Source document:
------------
Mikayla Spicer is a third year journalism and creative intelligence student at UTS. She likes historical fiction novels, green tea and patting dogs.
Chronic loneliness is Australia's next public health epidemic, according to experts.
Research by Relationships Australia found that a staggering 1.5 million Australians have been living with loneliness for nine years or more.
This time period is categorised as chronic loneliness.
Margaret*, 28, is one Australian struggling to make social connections and meaningful relationships.
She moved out of home onto a university campus and then to a single apartment after finishing her degree.
Margaret struggled with depression and self-esteem issues as a teenager which affected her romantic relationships and friendships.
“I will compromise my relationships with people. I will have toxic relationships with people just because I will feel like I’ve got friends...like I’ve got company.”
Being a fat, ugly girl is a very very hard thing, especially a fat, rejected girl - Margaret
Based on the findings from 16 waves of Household Income and Labour Dynamics of Australia survey data from 2001-2016, the research was conducted by Relationships Australia and called Is Australian experiencing an epidemic of loneliness?
It revealed that one in 10 Australians lack social support and one in six is experiencing emotional loneliness.
Some of the health issues that impact people with loneliness include depression, anxiety, social isolation, compromised immune systems and poor cardio health.
Dr Michelle Lim, psychologist and senior lecturer at Swinburne University said loneliness was Australia’s next public health epidemic.
However, she said it was a misconception that loneliness was the same as depression.
“When we talk about loneliness, it’s directly related to how you feel in relationships. Even if you are lonely, it doesn’t mean you’re depressed, you might be very content with some parts of your life. It’s important to make that distinction.”
Dr Lim said her research showed loneliness being experienced in relationships, while depression often related to lifestyle.
However, clinical psychologist Julie Berg, said: “Plenty of people have broken relationships, or domestic violence and they have a depressive episode after that, so you could draw the arrow the other way.”
"You could say loneliness goes with lifestyle and depression relates to relationships.”
Margaret lives in Rockhampton, six hours away from her mother in Brisbane.
At times she was calling her mother once a day because she was desperate for social interaction.
“Maybe that’s a part of being single and alone. You gravitate towards your family because they’re the only people you have. So you let them dictate how your life goes.”
Margaret has unfollowed people on social media in the past because it’s hard to see their announcements such as baby announcements and marriages.
‘It just reminds me of how much I missed out on in my 20s because I was fat and weird and awkward,” she said.
Margaret’s loneliness stems from her issues with weight and self-esteem.
“Being a fat, ugly girl is a very very hard thing, especially a fat, rejected girl...”
Margaret has lost 50kgs in the past 10 months.
“It’s very uplifting and life is much easier to bear.”
She was driven to surgery by the need to improve not only her physical health, but also her mental health.
She admitted, however, that finding a partner was the main reason she chose to have the surgery done.
“I remember crying alone on the floor of the bathroom because I was so lonely, and because I didn’t have anybody. And I felt so ugly and unwanted and the longer that you are alone, the larger that fear that you’re going to remain alone is compounded.
It just becomes this big huge beast...It’s still a beast to this day, that I am still alone at the age of 28.”
------------
Saved entries:
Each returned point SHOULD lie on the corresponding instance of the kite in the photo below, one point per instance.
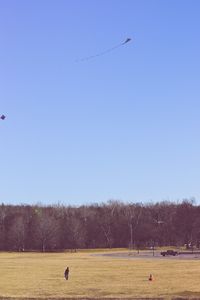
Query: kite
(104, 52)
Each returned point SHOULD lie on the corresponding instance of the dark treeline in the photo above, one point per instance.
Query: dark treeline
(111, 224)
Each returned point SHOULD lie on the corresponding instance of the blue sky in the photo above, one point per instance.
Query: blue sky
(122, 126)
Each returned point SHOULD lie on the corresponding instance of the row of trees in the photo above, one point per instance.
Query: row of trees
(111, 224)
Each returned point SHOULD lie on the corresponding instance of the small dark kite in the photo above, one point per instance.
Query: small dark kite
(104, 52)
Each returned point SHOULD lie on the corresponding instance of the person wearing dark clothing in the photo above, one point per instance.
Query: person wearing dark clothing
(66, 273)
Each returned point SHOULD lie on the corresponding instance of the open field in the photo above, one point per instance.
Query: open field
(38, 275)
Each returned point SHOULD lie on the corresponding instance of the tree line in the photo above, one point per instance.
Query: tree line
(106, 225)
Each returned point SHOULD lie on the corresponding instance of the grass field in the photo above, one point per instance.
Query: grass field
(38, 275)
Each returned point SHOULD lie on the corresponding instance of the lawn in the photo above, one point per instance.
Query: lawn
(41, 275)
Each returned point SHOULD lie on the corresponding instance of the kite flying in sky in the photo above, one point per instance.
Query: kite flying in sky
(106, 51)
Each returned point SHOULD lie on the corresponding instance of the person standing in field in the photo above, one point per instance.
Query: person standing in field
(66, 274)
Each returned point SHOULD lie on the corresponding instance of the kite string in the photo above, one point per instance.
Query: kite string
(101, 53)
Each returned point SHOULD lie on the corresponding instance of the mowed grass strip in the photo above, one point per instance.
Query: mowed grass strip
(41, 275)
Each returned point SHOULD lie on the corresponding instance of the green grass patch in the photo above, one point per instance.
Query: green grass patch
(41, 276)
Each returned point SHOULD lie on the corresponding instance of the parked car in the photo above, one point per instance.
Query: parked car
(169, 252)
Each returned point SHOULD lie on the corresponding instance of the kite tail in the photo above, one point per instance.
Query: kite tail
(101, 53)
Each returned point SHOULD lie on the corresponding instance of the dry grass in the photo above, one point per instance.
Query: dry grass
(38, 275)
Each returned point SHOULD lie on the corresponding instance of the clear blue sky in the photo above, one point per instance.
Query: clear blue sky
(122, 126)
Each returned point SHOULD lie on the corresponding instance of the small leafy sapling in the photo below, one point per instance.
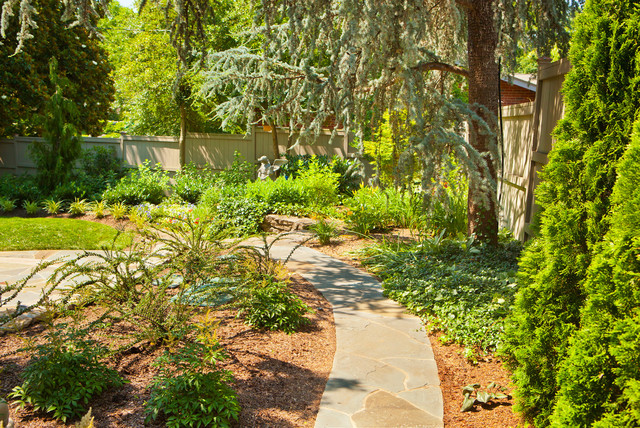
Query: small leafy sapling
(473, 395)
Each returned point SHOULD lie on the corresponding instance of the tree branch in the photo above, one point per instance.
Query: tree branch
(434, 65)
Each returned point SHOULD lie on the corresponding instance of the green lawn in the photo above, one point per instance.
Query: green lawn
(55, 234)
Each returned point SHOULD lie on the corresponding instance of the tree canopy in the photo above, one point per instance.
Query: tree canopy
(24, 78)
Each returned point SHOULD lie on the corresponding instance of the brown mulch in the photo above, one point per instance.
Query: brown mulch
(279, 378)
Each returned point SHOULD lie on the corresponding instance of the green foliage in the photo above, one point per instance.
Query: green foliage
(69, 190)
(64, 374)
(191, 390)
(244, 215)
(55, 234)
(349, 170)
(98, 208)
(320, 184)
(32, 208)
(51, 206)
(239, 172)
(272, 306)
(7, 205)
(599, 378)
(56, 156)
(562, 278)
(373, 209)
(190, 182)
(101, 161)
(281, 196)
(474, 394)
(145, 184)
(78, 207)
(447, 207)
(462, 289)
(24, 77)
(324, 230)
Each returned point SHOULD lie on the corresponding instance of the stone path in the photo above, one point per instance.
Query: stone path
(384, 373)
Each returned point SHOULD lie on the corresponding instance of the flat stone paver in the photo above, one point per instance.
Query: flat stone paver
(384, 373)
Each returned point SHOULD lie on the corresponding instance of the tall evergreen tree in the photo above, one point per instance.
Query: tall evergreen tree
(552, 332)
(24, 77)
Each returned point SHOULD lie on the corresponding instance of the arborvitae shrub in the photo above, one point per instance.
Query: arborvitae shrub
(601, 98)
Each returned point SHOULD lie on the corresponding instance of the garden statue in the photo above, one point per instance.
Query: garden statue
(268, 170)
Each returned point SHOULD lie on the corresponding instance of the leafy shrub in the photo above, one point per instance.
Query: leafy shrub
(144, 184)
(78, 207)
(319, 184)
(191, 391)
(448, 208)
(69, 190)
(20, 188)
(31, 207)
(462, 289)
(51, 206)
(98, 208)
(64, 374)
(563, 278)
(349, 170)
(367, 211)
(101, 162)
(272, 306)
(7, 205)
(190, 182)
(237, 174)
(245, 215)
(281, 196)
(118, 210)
------------
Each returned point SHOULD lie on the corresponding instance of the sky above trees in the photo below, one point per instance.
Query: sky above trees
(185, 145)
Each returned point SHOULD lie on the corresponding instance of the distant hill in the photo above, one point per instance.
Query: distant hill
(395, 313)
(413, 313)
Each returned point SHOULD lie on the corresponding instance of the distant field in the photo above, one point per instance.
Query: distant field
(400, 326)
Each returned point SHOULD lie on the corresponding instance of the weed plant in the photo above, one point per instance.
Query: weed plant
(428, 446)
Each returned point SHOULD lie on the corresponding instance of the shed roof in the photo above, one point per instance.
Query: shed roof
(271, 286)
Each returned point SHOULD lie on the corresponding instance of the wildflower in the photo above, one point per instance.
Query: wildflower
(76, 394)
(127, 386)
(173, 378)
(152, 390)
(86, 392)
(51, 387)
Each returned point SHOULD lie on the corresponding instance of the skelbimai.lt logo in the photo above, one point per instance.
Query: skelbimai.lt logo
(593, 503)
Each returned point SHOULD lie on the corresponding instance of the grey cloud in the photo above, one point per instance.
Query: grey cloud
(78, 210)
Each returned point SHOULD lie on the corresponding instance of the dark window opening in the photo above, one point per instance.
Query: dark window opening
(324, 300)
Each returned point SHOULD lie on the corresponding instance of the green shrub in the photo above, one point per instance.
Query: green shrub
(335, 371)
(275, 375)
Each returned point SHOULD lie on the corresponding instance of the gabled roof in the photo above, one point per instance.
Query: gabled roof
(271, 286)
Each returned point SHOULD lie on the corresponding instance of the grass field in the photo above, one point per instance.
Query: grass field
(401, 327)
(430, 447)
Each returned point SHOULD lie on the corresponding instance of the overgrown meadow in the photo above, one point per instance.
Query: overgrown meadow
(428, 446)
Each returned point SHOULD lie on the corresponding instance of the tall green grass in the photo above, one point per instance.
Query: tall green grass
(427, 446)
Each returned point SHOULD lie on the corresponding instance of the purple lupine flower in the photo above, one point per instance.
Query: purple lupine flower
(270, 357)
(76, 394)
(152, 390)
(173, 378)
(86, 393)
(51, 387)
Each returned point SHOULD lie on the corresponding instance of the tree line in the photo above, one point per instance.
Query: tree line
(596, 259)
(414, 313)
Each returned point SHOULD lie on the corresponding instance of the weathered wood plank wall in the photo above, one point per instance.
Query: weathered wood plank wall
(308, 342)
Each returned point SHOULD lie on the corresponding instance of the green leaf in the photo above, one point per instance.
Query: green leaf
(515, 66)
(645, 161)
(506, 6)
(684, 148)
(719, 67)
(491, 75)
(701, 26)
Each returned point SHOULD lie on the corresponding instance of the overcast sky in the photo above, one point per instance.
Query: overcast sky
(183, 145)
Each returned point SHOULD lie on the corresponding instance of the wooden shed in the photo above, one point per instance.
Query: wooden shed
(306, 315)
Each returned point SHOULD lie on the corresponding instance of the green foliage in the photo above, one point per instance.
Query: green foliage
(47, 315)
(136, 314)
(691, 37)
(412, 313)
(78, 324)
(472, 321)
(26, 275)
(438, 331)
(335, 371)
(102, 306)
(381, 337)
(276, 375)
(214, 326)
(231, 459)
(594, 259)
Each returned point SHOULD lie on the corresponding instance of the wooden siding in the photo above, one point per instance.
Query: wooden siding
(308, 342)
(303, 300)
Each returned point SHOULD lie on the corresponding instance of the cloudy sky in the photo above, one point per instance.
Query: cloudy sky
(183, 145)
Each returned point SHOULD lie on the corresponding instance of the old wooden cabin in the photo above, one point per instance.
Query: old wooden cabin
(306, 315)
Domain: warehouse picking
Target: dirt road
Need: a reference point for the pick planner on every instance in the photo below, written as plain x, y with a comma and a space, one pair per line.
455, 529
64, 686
------------
Study questions:
- a) According to the article on loneliness, how many Australians have been living with loneliness for nine years or more?
- b) List every health issue that the article on loneliness names as affecting people with loneliness.
None of the lines are needed for what comes next.

Solutions in order:
- a) 1.5 million

- b) Depression, anxiety, social isolation, compromised immune systems, poor cardio health